#### [Text provided]
•••••
# Is my Canon A1 broken forever?



## NEPats37 (Mar 25, 2007)

I have a Canon A1 that i use all the time.  I got a lens from a neighbore when i put it on it was a little dirty and got crap on the thing that is above the mirror. It looks like fogged glass with a circle in the middle(view finder) so i cleaned if off with a little glass cleaner and put the lens back on.(old lens not the new one).  now in all four corners i have black.  When i look through the view finder it is a circle not a square.  All four corners are compleely black.  Did i push dirt in the corners when I cleaned it?  I made sure to get every lttle bit.  Anyone know what to do?
Jimmy


----------



## NEPats37 (Mar 25, 2007)

bump
sorry but i really nedd help


----------



## Pixel9ine (Mar 25, 2007)

Jimmy,

You need to be very careful when cleaning the focusing screen on older Canon (indeed, ANY) SLR cameras - that's the matte plastic material with the split-prism in the centre - it's pretty delicate and can be easily scratched.

And while it seems you were a little hasty in mounting this "dirty" lens onto your camera, I don't think the viwfinder's the cause of the problem. (I doubt you've somehow managed to get an equal amount of dirt into all four corners of the focusing screen.)

Have you run through a roll of film with this lens yet? Chances are, your pictures will look the same as the viewfinder - with dark corners.
•••••
#### [Entries]
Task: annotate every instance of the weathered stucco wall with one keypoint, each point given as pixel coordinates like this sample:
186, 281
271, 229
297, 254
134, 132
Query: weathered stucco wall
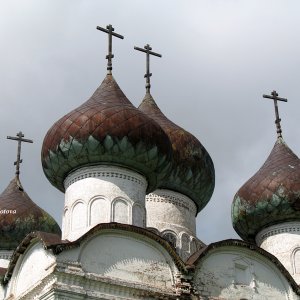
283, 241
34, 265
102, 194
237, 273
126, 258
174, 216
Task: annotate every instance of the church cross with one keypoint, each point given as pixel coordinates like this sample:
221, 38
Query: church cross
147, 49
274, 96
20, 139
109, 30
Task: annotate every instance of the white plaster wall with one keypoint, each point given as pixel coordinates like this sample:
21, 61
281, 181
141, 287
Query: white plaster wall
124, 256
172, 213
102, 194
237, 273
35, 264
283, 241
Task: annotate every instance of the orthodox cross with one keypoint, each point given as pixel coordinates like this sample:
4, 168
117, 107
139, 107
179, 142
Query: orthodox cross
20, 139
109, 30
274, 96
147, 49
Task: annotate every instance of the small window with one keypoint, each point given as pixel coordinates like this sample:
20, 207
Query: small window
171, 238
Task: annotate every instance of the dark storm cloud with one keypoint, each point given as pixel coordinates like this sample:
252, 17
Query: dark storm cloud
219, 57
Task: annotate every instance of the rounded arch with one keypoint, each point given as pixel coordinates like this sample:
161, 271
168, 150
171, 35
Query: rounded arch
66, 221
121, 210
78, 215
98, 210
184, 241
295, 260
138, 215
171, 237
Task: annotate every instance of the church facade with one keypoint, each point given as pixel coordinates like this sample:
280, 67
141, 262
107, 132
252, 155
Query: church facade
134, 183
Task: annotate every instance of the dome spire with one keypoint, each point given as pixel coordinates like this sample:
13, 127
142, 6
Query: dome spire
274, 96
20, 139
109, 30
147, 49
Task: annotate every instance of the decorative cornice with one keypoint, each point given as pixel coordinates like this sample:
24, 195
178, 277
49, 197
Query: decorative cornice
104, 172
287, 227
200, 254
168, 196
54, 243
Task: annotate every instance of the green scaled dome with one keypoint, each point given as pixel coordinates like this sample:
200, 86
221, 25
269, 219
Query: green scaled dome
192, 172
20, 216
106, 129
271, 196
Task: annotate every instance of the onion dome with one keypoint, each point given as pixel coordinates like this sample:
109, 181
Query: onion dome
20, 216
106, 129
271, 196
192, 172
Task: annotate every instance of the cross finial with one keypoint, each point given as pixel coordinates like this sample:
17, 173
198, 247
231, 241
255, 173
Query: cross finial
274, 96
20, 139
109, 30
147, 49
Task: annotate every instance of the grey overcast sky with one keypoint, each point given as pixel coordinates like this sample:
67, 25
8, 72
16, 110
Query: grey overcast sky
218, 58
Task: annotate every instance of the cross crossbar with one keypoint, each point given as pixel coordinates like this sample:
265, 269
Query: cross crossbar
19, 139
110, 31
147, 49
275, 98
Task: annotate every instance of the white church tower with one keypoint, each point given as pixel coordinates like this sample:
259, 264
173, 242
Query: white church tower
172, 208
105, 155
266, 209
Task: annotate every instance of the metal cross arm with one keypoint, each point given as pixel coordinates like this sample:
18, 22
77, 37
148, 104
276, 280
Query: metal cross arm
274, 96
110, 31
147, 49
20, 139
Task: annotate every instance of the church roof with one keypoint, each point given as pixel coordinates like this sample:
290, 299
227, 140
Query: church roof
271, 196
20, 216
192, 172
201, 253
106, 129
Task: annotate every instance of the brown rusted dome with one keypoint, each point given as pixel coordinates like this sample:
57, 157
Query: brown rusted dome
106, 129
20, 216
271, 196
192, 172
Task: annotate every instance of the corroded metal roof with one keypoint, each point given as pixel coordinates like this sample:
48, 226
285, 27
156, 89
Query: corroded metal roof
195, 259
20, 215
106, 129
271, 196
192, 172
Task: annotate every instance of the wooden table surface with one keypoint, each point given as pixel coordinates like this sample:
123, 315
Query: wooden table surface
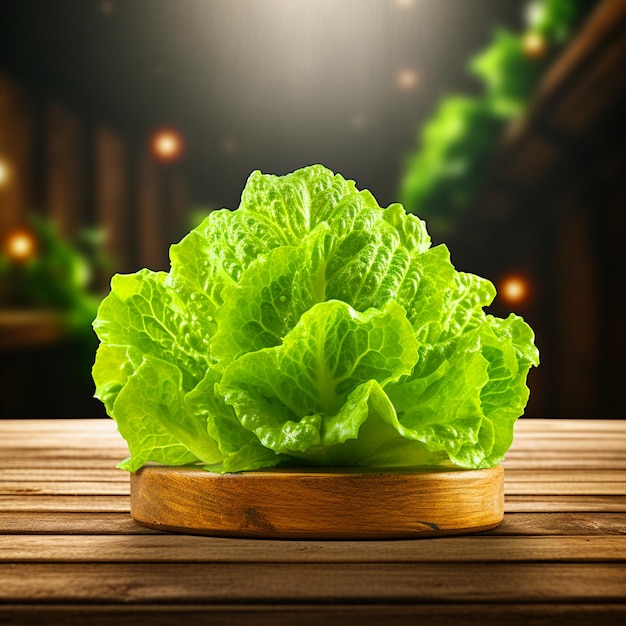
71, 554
•••••
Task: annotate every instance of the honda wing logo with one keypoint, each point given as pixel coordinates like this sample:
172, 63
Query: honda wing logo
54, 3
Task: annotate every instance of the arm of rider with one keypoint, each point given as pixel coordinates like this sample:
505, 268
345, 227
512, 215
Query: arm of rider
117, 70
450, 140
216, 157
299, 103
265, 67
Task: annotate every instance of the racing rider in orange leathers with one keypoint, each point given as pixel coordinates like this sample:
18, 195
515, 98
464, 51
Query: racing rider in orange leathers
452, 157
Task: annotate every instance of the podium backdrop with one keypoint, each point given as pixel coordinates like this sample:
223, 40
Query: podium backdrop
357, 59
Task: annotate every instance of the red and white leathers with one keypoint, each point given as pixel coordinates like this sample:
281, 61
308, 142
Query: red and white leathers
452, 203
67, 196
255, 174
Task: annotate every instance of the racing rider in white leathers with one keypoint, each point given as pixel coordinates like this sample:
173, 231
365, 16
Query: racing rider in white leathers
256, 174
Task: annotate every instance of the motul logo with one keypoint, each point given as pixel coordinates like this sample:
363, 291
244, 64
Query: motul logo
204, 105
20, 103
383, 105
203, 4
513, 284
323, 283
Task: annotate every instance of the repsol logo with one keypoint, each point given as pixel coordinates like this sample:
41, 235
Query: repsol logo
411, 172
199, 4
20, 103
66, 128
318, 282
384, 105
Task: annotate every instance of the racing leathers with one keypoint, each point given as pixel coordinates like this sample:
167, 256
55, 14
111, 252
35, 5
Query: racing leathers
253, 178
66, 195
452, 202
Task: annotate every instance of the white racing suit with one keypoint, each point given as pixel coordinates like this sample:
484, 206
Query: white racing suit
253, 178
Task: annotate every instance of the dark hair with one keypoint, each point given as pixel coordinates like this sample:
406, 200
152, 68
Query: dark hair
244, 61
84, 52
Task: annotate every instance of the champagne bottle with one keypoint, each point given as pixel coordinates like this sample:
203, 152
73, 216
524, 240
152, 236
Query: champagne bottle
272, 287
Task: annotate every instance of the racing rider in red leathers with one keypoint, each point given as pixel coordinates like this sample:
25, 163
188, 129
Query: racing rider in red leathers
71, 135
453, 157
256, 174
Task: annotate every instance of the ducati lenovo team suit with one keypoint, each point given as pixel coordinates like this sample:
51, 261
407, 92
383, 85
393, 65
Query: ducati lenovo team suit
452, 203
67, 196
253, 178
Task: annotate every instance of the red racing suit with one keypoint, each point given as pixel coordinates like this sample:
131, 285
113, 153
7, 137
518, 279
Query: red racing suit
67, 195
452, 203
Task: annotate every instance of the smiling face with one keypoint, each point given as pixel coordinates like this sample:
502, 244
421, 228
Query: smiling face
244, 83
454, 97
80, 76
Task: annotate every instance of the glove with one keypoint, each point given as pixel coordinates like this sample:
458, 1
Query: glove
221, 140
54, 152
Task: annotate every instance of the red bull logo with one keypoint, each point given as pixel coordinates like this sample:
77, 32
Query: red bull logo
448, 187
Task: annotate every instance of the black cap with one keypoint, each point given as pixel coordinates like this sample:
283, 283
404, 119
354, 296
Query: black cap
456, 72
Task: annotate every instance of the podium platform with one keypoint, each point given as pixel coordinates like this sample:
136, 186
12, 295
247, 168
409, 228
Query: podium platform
•••••
#### [Short exercise]
From the Canon A1 thread above, copy the passage starting at "You need to" and ending at "with dark corners.".

#### [Response below]
You need to be very careful when cleaning the focusing screen on older Canon (indeed, ANY) SLR cameras - that's the matte plastic material with the split-prism in the centre - it's pretty delicate and can be easily scratched.

And while it seems you were a little hasty in mounting this "dirty" lens onto your camera, I don't think the viwfinder's the cause of the problem. (I doubt you've somehow managed to get an equal amount of dirt into all four corners of the focusing screen.)

Have you run through a roll of film with this lens yet? Chances are, your pictures will look the same as the viewfinder - with dark corners.